Input -
>> Begin

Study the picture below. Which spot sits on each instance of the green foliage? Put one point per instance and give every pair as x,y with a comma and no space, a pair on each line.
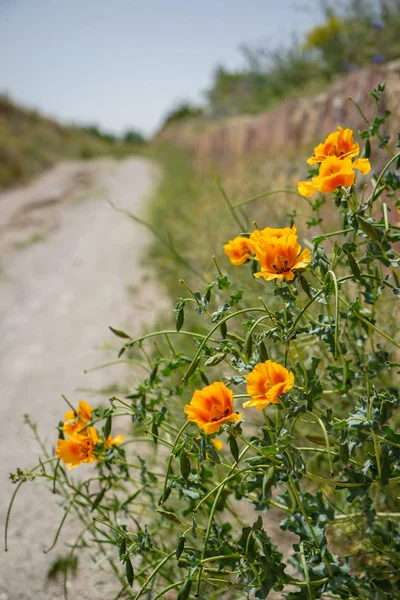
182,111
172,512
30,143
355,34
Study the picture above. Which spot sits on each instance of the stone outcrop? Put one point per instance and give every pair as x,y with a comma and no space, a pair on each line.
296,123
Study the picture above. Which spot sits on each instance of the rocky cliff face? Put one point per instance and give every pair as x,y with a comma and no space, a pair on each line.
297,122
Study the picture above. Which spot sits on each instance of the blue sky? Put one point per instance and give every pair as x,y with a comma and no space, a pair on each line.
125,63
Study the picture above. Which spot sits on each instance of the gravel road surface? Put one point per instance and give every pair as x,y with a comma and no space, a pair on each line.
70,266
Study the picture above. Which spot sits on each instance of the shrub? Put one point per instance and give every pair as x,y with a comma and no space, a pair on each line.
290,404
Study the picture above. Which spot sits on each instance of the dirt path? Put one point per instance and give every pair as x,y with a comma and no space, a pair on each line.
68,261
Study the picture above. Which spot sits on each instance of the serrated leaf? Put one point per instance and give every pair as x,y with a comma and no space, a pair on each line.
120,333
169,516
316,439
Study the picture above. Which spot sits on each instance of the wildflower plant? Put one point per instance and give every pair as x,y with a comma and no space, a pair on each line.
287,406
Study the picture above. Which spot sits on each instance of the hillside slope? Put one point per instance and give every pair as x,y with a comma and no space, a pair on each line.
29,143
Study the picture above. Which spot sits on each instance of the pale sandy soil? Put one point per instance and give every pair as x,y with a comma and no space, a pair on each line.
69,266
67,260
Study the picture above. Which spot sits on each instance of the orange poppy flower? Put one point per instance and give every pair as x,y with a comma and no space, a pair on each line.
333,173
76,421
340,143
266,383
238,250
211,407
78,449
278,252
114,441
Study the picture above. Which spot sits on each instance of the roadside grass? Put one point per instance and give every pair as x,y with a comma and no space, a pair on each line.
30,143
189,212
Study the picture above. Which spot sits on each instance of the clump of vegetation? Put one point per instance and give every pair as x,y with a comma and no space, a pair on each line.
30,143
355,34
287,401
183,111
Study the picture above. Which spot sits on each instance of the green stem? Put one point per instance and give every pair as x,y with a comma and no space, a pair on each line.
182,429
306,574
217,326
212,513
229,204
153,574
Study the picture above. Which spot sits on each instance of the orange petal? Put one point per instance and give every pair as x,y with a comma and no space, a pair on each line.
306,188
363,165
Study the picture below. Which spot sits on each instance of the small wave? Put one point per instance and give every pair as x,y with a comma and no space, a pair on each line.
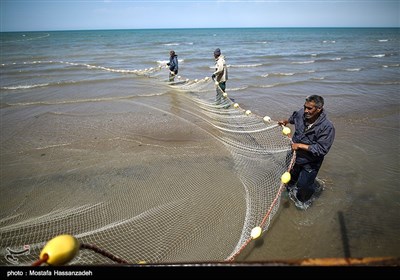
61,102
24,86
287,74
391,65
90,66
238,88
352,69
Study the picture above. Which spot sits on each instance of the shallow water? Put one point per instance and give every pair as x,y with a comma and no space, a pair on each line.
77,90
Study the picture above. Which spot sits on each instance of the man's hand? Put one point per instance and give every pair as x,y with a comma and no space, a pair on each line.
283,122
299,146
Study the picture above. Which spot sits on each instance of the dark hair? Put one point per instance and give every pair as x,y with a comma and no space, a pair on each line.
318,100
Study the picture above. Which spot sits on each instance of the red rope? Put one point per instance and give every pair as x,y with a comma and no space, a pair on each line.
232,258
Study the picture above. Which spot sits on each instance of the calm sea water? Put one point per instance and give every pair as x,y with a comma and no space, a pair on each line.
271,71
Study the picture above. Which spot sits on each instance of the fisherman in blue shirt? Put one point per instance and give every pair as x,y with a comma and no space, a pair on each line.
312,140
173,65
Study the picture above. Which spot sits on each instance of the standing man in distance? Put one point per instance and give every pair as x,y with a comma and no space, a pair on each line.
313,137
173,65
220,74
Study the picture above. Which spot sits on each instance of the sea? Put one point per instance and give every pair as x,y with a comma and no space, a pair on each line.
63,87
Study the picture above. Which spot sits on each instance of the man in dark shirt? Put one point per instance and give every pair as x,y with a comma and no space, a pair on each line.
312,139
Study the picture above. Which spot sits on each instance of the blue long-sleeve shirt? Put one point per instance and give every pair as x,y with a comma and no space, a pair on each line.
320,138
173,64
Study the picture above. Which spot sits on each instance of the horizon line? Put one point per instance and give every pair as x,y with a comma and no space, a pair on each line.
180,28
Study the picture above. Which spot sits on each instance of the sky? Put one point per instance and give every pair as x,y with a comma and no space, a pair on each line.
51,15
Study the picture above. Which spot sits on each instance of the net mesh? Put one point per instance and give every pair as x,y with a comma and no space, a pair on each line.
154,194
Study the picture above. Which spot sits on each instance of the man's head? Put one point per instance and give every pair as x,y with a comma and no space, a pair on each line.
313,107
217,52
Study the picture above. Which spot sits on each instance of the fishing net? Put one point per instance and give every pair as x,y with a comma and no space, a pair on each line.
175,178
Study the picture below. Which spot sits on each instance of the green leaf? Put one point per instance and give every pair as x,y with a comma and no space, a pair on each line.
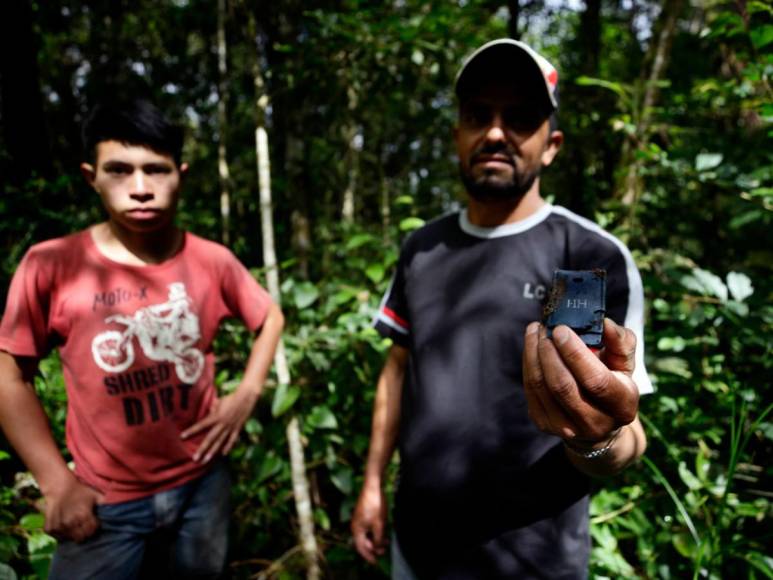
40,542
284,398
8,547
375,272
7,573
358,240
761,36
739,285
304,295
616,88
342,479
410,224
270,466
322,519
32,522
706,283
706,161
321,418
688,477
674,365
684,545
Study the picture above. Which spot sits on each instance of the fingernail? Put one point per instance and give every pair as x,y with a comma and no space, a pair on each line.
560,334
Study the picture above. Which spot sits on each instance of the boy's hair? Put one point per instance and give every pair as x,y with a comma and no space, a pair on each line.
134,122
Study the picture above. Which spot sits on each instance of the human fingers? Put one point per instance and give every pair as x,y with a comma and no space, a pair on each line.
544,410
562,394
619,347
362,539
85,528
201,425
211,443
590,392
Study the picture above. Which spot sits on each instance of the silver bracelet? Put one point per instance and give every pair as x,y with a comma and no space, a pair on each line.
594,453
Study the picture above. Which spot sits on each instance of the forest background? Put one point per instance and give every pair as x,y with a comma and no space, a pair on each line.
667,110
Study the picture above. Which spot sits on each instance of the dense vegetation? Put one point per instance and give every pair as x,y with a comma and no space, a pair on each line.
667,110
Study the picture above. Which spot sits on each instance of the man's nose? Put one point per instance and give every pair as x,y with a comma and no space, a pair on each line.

>> End
>> Begin

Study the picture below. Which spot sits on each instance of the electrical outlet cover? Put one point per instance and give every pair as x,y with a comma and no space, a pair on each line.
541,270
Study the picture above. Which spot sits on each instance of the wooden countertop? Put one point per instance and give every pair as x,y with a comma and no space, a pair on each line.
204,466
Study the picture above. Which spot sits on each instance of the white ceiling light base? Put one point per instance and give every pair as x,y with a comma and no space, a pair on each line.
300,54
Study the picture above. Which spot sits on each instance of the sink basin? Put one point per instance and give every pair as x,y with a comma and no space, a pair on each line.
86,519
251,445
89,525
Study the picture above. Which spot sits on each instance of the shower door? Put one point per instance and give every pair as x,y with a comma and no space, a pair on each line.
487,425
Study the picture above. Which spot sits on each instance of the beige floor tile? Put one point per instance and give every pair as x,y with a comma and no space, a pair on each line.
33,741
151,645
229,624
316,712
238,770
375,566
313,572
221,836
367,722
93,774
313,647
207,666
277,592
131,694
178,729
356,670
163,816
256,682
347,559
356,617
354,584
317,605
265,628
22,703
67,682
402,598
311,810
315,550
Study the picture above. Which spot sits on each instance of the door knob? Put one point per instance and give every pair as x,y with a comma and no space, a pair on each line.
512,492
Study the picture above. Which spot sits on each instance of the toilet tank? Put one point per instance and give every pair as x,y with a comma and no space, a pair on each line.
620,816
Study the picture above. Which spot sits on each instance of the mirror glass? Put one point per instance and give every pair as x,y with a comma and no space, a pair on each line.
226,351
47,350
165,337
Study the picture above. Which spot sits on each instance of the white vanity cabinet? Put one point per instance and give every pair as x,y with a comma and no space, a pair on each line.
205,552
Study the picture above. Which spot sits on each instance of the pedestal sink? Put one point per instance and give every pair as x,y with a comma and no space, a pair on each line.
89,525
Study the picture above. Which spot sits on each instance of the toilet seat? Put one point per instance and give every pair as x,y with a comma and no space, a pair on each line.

>> End
>> Begin

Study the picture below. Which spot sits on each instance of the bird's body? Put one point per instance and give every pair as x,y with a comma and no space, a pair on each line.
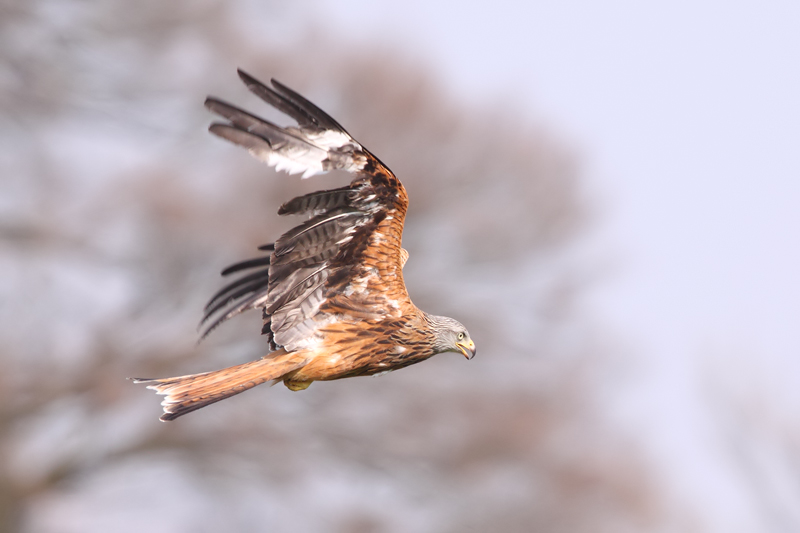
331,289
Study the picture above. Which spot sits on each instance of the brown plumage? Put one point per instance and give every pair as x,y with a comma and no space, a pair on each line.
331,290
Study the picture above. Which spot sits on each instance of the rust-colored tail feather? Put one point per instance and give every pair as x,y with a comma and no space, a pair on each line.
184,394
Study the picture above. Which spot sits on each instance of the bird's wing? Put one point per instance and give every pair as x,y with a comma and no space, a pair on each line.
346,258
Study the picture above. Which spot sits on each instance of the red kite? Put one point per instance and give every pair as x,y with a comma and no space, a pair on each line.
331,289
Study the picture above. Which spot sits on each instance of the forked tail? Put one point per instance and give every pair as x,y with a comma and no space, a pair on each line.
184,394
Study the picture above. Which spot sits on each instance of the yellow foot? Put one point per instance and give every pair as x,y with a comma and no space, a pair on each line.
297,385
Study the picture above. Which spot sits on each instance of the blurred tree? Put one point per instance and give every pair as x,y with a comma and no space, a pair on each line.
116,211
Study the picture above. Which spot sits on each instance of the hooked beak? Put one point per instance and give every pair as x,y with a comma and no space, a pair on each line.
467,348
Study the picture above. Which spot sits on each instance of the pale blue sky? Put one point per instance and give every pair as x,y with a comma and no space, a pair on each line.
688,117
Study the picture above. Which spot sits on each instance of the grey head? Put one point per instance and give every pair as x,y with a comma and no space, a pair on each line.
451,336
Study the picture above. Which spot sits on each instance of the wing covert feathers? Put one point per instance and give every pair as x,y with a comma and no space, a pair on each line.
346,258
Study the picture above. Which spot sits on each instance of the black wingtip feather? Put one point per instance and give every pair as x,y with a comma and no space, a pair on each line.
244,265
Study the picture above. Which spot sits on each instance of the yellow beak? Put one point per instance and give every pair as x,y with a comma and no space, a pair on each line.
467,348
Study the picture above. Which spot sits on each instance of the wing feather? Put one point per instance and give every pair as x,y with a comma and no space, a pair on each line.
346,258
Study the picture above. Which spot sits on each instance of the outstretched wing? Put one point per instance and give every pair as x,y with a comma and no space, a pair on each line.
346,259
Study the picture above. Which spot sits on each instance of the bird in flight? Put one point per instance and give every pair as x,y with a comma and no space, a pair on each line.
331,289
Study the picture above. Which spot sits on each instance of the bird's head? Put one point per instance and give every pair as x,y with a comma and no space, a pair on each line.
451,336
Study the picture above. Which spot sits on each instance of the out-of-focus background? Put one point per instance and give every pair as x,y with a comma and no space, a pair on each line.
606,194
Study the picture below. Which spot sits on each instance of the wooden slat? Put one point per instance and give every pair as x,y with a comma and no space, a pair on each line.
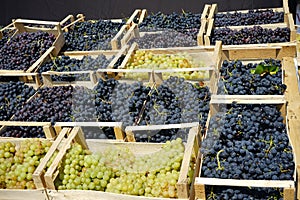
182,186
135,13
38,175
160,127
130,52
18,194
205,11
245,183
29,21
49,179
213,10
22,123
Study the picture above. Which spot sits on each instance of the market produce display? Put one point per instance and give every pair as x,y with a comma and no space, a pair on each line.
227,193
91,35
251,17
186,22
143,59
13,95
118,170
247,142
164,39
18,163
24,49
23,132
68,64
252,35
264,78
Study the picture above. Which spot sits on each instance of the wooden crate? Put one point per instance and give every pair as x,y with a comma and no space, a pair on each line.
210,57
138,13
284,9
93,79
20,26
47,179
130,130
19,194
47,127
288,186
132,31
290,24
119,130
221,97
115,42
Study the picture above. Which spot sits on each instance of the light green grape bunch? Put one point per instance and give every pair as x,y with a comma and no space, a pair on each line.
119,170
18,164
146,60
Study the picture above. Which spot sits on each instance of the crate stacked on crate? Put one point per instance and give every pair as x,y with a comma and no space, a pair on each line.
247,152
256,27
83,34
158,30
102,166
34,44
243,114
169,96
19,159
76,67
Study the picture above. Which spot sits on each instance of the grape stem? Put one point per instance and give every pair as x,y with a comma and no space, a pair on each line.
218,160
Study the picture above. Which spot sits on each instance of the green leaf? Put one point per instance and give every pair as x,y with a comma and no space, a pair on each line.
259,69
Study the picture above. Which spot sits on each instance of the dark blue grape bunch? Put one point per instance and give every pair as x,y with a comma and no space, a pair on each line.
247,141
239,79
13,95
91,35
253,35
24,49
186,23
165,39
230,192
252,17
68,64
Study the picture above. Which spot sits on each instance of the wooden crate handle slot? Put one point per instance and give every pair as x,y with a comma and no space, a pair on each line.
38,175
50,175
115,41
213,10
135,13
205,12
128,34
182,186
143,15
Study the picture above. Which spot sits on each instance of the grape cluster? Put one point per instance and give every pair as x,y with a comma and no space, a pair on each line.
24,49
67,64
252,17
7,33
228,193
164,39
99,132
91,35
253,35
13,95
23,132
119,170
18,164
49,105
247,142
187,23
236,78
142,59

>> End

Written request - Report, in full, every line of the records above that contains the word "yellow".

Written answer -
Study the picture above. Which spot sits on each instance of the yellow foot? Put one point per instance and give every pair as x,y with a comma and no space, a pair on each line.
Study the picture above. Which spot sits on each instance of the yellow beak? Put one point per instance and give every pair as x,y with a comma and no space, a pair on each line.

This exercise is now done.